I sacrificed everythng

Je viens de passer quelques semaines que je n’hésiterai pas à qualifier de difficiles. J’arrive au terme d’une entreprise qui m’a coûté beaucoup d’efforts, et j’ignore encore ce qu’il en ressortira, mais ça fait bien deux mois que je n’ai même plus partagé de vidéos d’ours qui pètent ou de chatons qui jouent avec des spaghettis sur Facebook. J’ai l’impression d’avoir obéi au credo sur lequel est basé le second (et excellent) trailer du jeu dont la traduction s’achève en ce moment même par mon ultime relecture :

« Sacrifie tout. »

La question qui se pose à présent est la suivante : est-ce que ça en valait la peine ?

J’espère que oui.

Fun fact : à l’heure où j’ai écrit ces lignes, le fichier du texte du Tome 1 de Degenesis, avec son million de signes, pesait 666 Ko.

Des gènes hésitent…

Montrez quelques pages de Degenesis à n’importe quel rôliste (même s’il ne s’agit pas de celles où on voit des zigounettes ou des roploplos) et il devrait réagir conformément à ses gènes en s’écriant : « c’est une tuerie » sans la moindre hésitation. Degenesis est un beau jeu, et si beaucoup comparent les visuels à « ceux des jeux vidéo », ça n’a rien de péjoratif, bien au contraire.

Ceux-là sont d’ailleurs dans le vrai : les armes qui apparaissent dans les pages des deux gros volumes (plus de 700 pages au total) ont été modélisées en 3D pour pouvoir être présentées sous toutes les coutures. Ce souci du détail, de l’authenticité, transparaît dans l’ensemble du jeu. L’univers de jeu transpire dans chaque illustration, chaque détail. Des incroyables costumes aux abominables difformités des Aberrants, ces créatures torturées qui augurent d’un avenir bien sombre pour notre espèce, il se dégage une formidable cohérence graphique. Les symboles et les sens cachés abondent, et on ne s’étonne pas d’apprendre qu’il existe en Allemagne une communauté enthousiaste de rôlistes ayant organisé des grandeurs nature (marrant, que ça s’appelle pas des grandeur-naturistes, ces gens-là, quand même…) consacrés au jeu : chaque dessin de personnage en pied est un vibrant appel au cosplayeur qui sommeille en chaque rôliste.

Mais le visuel, ça ne veut rien dire. N’est-ce pas ?

Permettez-moi d’exprimer une opinion différente, ou au moins nuancée. Je suis assez partisan de l’adage : « on ne juge pas de la qualité d’un livre à sa couverture ».

Sauf, parfois, lorsqu’il s’agit d’un jeu de rôle. Dans le cas de Degenesis, le soin apporté aux images n’est pas un gadget, tant s’en faut : les illustrations ne se contentent pas d’exprimer certains aspects de l’univers, leur densité (en termes de détails, d’expressions, de construction) permet d’en découvrir des pans entiers sans lire une ligne.

enfant

Séquence émotion.

-- Consigne --
Traduisez en anglais, s'il vous plaît, cette phrase du passage : « Ce souci du détail, de l’authenticité, transparaît dans l’ensemble du jeu. »

-- Données disponibles --

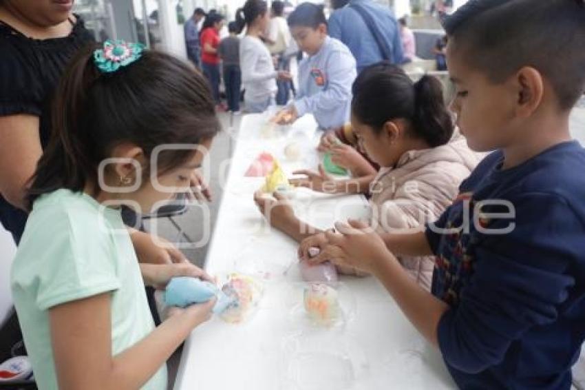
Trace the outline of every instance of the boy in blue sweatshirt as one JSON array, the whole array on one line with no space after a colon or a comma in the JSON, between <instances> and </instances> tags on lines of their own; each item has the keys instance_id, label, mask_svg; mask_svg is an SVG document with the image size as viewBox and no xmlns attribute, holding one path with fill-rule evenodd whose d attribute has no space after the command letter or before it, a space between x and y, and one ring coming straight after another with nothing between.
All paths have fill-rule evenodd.
<instances>
[{"instance_id":1,"label":"boy in blue sweatshirt","mask_svg":"<svg viewBox=\"0 0 585 390\"><path fill-rule=\"evenodd\" d=\"M471 0L445 27L458 125L496 151L425 232L350 221L301 252L379 278L460 388L570 389L585 338L585 150L568 129L585 1ZM392 254L436 256L432 294Z\"/></svg>"},{"instance_id":2,"label":"boy in blue sweatshirt","mask_svg":"<svg viewBox=\"0 0 585 390\"><path fill-rule=\"evenodd\" d=\"M299 94L277 116L292 123L306 114L315 116L321 130L340 127L350 119L356 62L350 50L328 37L321 6L304 3L288 17L290 34L308 58L299 65Z\"/></svg>"}]
</instances>

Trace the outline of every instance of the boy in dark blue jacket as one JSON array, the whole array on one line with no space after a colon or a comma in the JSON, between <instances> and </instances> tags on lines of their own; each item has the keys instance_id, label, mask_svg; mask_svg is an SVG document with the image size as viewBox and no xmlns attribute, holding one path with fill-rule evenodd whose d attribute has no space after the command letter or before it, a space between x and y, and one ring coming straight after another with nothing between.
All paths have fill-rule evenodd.
<instances>
[{"instance_id":1,"label":"boy in dark blue jacket","mask_svg":"<svg viewBox=\"0 0 585 390\"><path fill-rule=\"evenodd\" d=\"M445 27L458 125L496 152L424 232L350 221L301 247L379 278L460 387L569 389L585 338L585 151L568 130L585 1L471 0ZM436 256L432 295L392 254Z\"/></svg>"}]
</instances>

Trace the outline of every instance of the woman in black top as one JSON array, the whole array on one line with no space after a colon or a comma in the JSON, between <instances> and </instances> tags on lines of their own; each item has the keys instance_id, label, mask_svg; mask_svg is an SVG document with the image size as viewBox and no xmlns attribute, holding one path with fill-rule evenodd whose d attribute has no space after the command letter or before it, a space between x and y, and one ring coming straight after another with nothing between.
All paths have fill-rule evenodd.
<instances>
[{"instance_id":1,"label":"woman in black top","mask_svg":"<svg viewBox=\"0 0 585 390\"><path fill-rule=\"evenodd\" d=\"M50 134L50 102L65 65L92 41L72 1L0 1L0 222L20 240L26 182Z\"/></svg>"},{"instance_id":2,"label":"woman in black top","mask_svg":"<svg viewBox=\"0 0 585 390\"><path fill-rule=\"evenodd\" d=\"M24 195L51 133L52 94L70 59L92 42L73 0L0 0L0 223L20 241ZM204 187L194 175L193 181ZM188 261L174 248L133 233L142 263Z\"/></svg>"}]
</instances>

-- Corrigé --
This attention to detail, to authenticity, shows through in the entire game.